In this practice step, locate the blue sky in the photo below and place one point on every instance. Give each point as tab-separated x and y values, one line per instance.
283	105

——————————

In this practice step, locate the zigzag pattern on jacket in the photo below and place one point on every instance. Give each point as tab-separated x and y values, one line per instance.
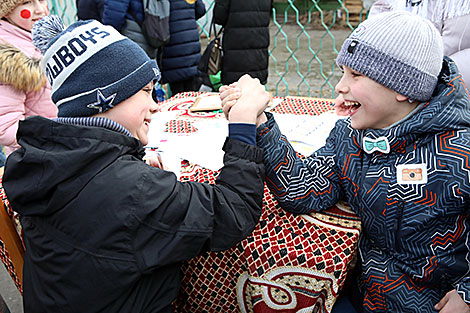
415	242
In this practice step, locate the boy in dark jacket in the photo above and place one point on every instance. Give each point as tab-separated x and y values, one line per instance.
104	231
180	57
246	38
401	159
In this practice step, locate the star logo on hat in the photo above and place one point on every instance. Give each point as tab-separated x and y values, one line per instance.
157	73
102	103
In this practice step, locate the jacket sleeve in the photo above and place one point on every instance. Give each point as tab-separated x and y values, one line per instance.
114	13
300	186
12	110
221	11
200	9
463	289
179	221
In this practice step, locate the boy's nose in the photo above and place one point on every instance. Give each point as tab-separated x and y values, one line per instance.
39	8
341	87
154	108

——————————

=== Written exercise ===
How many lines of the listing above contain the word "below"? Reply with the number alone.

=== Expected answer ===
2